#### [TASK DESCRIPTION]
Recast the data below as a numbered list, dropping any blank lines, starting with the line that contains "rocky outcrop, locate" and going on through the line that contains "[[133, 141], [186, 138], [627, 222], [445, 167]]".

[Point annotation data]
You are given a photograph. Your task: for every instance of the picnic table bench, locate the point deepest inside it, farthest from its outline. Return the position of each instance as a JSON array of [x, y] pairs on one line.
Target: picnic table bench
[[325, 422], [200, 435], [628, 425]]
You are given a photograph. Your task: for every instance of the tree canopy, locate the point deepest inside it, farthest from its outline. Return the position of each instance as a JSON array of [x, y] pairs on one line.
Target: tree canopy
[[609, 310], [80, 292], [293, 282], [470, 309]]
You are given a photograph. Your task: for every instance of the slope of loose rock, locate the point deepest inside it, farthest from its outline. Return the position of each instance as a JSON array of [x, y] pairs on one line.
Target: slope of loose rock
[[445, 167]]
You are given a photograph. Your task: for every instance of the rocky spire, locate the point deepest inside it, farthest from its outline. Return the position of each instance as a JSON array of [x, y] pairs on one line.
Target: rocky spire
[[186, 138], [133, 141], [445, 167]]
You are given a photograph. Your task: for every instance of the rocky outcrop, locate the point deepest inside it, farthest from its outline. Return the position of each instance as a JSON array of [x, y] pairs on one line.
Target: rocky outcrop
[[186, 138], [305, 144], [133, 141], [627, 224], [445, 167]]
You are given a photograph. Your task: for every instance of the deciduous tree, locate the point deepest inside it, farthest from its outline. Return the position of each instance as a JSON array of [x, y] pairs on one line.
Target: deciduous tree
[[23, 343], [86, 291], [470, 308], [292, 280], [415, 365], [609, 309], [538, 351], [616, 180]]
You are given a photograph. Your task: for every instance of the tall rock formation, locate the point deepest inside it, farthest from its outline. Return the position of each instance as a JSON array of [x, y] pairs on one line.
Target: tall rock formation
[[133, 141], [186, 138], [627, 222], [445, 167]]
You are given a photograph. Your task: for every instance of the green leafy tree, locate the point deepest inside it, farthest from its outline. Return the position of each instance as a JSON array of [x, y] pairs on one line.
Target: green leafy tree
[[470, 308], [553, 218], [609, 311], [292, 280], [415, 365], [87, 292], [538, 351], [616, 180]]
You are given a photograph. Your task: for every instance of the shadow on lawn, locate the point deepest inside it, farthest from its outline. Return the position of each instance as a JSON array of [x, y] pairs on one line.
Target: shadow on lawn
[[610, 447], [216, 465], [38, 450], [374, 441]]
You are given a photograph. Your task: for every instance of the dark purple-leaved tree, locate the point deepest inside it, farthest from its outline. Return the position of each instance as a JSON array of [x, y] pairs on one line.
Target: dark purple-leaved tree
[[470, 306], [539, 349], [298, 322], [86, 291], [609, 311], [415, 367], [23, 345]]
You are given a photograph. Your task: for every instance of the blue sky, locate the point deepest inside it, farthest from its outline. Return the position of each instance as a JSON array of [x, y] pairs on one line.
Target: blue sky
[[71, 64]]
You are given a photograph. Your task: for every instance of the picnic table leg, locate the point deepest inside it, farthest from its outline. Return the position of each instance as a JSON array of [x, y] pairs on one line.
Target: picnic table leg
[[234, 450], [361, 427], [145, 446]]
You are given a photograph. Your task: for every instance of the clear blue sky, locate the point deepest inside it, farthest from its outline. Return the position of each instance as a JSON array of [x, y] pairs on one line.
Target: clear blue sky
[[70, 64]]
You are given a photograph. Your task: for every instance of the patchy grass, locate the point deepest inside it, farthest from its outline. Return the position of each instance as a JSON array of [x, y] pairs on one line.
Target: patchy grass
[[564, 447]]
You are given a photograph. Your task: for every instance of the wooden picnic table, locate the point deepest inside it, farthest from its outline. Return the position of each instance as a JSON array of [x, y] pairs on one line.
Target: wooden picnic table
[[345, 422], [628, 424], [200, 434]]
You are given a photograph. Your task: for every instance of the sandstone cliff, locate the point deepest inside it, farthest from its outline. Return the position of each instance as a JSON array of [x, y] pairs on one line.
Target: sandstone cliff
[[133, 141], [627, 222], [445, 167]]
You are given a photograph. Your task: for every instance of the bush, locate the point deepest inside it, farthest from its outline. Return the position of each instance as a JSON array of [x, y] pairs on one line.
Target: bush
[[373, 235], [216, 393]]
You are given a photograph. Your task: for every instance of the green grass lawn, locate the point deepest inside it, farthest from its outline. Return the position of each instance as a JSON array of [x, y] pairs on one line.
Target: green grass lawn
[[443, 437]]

---

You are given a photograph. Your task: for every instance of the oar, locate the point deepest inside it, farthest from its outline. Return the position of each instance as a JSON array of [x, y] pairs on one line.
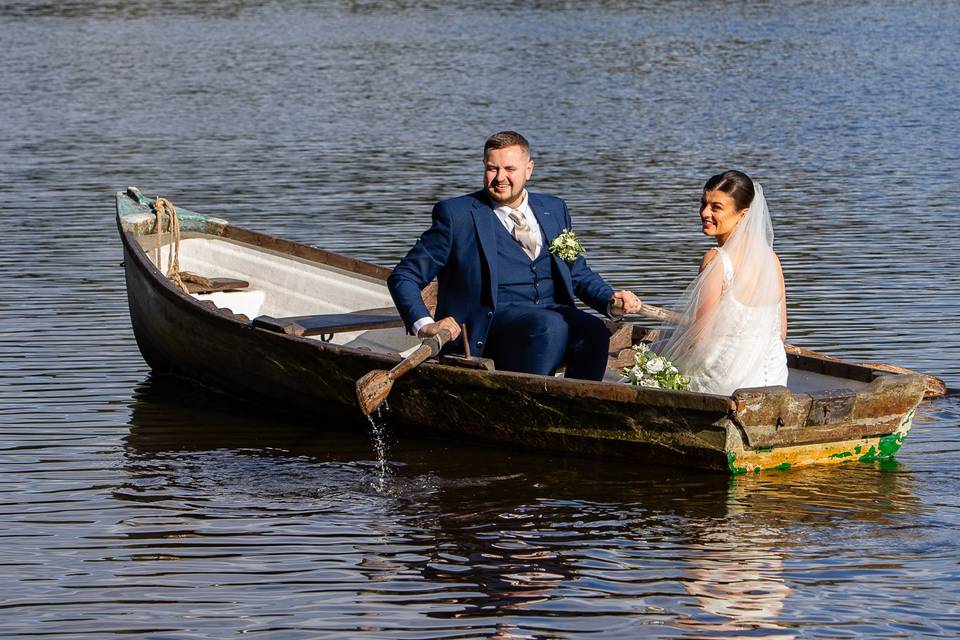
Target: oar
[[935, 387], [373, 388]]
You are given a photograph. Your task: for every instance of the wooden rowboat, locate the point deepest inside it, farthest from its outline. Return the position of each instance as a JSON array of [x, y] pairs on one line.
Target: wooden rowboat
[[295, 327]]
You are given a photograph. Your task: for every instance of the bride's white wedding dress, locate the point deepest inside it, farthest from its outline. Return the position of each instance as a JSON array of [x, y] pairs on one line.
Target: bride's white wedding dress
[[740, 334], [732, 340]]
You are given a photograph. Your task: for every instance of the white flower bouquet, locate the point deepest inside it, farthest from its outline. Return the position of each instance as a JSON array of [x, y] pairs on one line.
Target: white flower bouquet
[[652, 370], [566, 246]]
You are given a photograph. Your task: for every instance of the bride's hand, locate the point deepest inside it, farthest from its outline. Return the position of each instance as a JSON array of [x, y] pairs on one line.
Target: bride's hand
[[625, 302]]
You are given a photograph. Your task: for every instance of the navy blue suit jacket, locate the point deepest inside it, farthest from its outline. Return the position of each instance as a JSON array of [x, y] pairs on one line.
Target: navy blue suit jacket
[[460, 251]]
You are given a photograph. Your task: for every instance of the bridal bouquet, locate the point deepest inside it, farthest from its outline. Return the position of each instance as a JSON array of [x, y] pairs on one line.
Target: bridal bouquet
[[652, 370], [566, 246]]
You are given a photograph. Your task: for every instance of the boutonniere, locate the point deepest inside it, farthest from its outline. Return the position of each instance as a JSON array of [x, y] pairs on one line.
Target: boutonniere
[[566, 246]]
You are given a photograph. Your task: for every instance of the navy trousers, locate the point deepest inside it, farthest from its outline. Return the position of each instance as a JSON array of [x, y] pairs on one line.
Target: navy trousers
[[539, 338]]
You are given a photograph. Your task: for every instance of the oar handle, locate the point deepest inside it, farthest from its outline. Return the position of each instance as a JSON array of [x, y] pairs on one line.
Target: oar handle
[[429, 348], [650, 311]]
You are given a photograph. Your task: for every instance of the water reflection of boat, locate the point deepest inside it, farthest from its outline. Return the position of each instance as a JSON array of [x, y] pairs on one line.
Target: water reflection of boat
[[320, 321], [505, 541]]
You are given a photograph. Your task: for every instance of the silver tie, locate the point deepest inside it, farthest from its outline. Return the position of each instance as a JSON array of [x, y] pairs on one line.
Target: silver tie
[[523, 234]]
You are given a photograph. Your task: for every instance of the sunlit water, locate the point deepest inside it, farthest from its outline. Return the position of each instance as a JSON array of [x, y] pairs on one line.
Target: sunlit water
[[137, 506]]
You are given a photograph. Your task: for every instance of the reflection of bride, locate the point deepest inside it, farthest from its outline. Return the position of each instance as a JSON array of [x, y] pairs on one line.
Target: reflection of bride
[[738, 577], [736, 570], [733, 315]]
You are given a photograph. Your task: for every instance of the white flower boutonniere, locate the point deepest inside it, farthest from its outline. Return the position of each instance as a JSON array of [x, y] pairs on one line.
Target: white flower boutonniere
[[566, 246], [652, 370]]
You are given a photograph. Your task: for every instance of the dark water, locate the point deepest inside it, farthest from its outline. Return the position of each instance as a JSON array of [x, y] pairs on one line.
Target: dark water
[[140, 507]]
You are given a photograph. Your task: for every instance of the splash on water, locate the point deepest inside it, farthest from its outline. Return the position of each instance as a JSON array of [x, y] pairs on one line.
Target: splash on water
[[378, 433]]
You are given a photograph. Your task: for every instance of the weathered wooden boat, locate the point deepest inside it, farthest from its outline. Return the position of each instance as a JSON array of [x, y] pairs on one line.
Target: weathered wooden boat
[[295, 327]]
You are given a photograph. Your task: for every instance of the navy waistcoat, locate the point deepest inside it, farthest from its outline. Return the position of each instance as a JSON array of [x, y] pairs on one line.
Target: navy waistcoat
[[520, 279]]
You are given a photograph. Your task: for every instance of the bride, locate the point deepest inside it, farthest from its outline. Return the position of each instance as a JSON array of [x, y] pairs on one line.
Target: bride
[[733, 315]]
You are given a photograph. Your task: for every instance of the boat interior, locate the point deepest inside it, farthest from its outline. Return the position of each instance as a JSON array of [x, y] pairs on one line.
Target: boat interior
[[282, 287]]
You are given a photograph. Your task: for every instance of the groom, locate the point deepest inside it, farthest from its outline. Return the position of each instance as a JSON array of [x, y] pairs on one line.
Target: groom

#### [EXERCISE SOLUTION]
1. You are given a photograph. Your task: for every instance of the rocky outcrop, locate the point deepest inside it, farthest from its outline. Return the position of each instance as a JSON array of [x, y] pairs on one line.
2. Target: rocky outcrop
3. [[186, 138], [305, 144], [133, 141], [627, 224], [445, 167]]
4. You are given a photograph. Your task: for every instance of the deciduous tree, locate the point deepest inside it, farthest from its outline. Return the position of each instance as a JSON array of [x, y] pairs on one line.
5. Target: deciduous tree
6. [[23, 343], [86, 291], [470, 308], [292, 280], [415, 365], [609, 309], [538, 351], [616, 180]]
7. You are given a photograph. Your task: for every instance of the tall rock formation, locate the point deepest inside it, farthest from its outline. Return the position of each instance as a JSON array of [x, y] pairs on one line.
8. Target: tall rock formation
9. [[133, 141], [186, 138], [627, 222], [445, 167]]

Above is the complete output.